__TASK PROMPT__
The listing below should be printed exactly, every line of it. Skip the pictures.

__SOURCE RECORDS__

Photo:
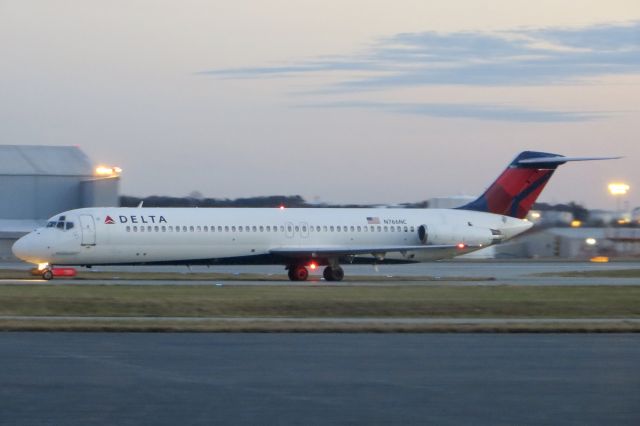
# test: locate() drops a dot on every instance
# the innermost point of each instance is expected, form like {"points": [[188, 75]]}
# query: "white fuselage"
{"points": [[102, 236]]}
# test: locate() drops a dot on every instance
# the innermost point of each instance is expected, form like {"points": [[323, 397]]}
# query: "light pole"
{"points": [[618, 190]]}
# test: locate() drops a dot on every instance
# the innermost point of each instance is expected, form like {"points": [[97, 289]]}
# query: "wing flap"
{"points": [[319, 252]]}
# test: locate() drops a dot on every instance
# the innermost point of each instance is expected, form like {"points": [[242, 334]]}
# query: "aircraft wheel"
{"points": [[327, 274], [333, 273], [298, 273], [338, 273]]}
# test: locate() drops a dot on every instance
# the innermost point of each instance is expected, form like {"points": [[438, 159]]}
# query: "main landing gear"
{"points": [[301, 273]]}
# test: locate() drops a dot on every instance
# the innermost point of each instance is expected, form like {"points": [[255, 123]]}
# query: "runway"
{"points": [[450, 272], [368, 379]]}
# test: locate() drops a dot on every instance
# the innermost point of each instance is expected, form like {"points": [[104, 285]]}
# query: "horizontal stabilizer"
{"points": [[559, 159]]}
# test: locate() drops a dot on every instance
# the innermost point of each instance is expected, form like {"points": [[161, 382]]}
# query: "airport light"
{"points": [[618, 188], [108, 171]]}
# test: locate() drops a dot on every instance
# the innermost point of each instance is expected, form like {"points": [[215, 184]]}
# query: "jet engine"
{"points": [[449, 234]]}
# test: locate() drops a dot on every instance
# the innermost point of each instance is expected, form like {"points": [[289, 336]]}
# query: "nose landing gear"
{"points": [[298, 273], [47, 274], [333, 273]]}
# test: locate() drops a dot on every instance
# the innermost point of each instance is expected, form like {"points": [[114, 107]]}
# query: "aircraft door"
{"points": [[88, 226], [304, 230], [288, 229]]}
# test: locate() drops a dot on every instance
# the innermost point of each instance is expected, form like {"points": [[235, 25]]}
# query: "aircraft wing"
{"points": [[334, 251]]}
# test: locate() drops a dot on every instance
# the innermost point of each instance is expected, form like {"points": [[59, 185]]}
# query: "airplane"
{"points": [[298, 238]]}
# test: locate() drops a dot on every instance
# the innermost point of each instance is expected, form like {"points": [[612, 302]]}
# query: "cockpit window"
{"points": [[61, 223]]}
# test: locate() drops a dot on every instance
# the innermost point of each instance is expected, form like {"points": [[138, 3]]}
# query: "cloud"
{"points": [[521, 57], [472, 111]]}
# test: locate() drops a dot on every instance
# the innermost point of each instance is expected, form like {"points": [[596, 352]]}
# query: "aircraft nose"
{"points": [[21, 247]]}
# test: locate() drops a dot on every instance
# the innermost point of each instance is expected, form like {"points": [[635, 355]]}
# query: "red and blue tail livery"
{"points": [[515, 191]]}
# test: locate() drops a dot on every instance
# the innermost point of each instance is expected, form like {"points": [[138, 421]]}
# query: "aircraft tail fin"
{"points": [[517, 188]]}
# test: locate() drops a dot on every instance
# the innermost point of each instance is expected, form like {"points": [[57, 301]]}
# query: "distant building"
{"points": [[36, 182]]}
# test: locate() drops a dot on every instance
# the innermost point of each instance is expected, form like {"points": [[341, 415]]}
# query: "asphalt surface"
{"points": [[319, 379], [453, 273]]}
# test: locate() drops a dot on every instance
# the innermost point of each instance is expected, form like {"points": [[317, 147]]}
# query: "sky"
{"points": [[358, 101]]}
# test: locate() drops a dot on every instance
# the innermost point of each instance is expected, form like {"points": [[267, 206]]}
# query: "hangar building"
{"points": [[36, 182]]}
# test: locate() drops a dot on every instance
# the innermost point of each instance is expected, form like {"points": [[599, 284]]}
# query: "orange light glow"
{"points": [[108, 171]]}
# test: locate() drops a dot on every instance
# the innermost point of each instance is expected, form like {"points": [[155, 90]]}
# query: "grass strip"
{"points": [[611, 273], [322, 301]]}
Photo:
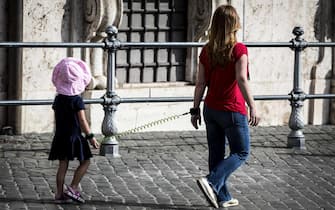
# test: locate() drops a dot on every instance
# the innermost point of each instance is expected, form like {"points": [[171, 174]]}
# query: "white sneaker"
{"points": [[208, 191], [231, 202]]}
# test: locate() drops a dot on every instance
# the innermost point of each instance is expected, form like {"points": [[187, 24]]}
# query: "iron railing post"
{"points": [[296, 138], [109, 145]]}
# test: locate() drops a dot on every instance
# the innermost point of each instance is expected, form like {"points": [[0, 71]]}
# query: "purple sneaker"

__CORRECT OUTPUT__
Photo:
# test: locate() drops a dot on every instance
# the innermost point of each instance is expected, form like {"points": [[188, 75]]}
# query: "white fuselage"
{"points": [[102, 236]]}
# test: locate() drops a dot on every instance
# the innermost point of each instance is expected, form like {"points": [[323, 397]]}
# query: "light pole"
{"points": [[618, 190]]}
# test: locate() drops a dot on every instance
# the innermost point of each instance is expected, form like {"points": [[97, 289]]}
# query: "wing flap"
{"points": [[319, 252]]}
# test: locate() drops a dot on every instance
# the innermost point of each instance is expected, form like {"points": [[242, 334]]}
# query: "aircraft wheel"
{"points": [[327, 274], [333, 273], [298, 273], [338, 273]]}
# test: locate() drops a dot on every instance
# the innermost point of each instance is expected, form like {"points": [[438, 159]]}
# query: "main landing gear"
{"points": [[301, 273]]}
# test: locate() drops a dot on every instance
# the innermost point of each instance is expected, form like {"points": [[255, 123]]}
# query: "runway"
{"points": [[450, 272], [368, 379]]}
# test: locate() drops a dot on every instance
# the innermost point of each instance is expected, form like {"points": [[104, 285]]}
# query: "horizontal stabilizer"
{"points": [[559, 159]]}
# test: locate() drops a dot on every instance
# the innermost point of each instance is expected, form like {"points": [[161, 382]]}
# query: "airport light"
{"points": [[618, 188], [108, 171]]}
# test: locate() drops a dot on every instance
# the innermost point of each instance is expected, form like {"points": [[215, 184]]}
# query: "jet engine"
{"points": [[449, 234]]}
# test: locate() drops a dot on every instance
# the innermost point of each instance is expected, form like {"points": [[289, 336]]}
# query: "nose landing gear"
{"points": [[298, 273], [47, 274], [333, 273]]}
# test: locate() drops a dot on every instance
# the innermost point of each instance is expected, form like {"points": [[114, 107]]}
# query: "aircraft door"
{"points": [[88, 226], [304, 230], [288, 229]]}
# test: locate() drops a dot on every instance
# the innermost point of each instance is expected, form like {"points": [[235, 25]]}
# query: "aircraft wing"
{"points": [[334, 251]]}
# test: locate() drops a dot on every instance
# the innermost point of each instance is expected, form like {"points": [[59, 185]]}
# query: "airplane"
{"points": [[298, 238]]}
# test: locate() drops a dot on every instance
# the innermost point of each instance is expected, form like {"points": [[612, 302]]}
# query: "cockpit window"
{"points": [[61, 223]]}
# test: locate() drops a dot on every instance
# the innermost point of each instance is expected, form like {"points": [[138, 3]]}
# query: "cloud"
{"points": [[521, 57], [472, 111]]}
# test: locate() drops a dot on every instance
# the innermost point of each instance is expected, form like {"points": [[596, 352]]}
# query: "aircraft nose"
{"points": [[21, 247]]}
# test: locate() drops a dot on every instance
# the innermost point of each instance is expected, form like {"points": [[635, 355]]}
# query: "red and blue tail livery"
{"points": [[515, 191]]}
# test: locate() drops a dot on every instance
# the innermost point of each instance is expected, form like {"points": [[138, 421]]}
# query: "aircraft tail fin"
{"points": [[517, 188]]}
# test: locate() drops a dot on every instance
# the innermost point of each instance is expected, form like {"points": [[57, 301]]}
# query: "distant building"
{"points": [[36, 182]]}
# test: locate() drops a dot on every instance
# the innermost point of each instance is expected, form like {"points": [[341, 415]]}
# query: "asphalt surface"
{"points": [[319, 379], [453, 273]]}
# test: locate() drops a dot on every instance
# the innermost point of each instance is expected, form like {"points": [[317, 147]]}
# query: "sky"
{"points": [[358, 101]]}
# test: locate() drops a dot on every instance
# the innermost point of each instance is expected, form like {"points": [[267, 206]]}
# query: "hangar building"
{"points": [[36, 182]]}
# test: locate() drops a dot on every instance
# the innermost point of each instance is expected, form like {"points": [[599, 284]]}
# query: "orange light glow"
{"points": [[108, 171]]}
# test: locate() drops a dot on every instance
# the innermost point of each instance is expected, form like {"points": [[155, 90]]}
# query: "grass strip"
{"points": [[611, 273], [322, 301]]}
Photo:
# test: locate() drops a dot on every instance
# the innermost point of each instance is expected, form like {"points": [[171, 174]]}
# query: "white sneaker"
{"points": [[208, 191], [231, 202]]}
# test: locate() drops a dot on every instance
# the innermost point of each instance is expected, form like {"points": [[187, 24]]}
# query: "iron railing post"
{"points": [[296, 138], [109, 145]]}
# test: locate() drops a dot on every instance
# the innermost point of each instance is expected, form like {"points": [[0, 71]]}
# query: "purple sneaker"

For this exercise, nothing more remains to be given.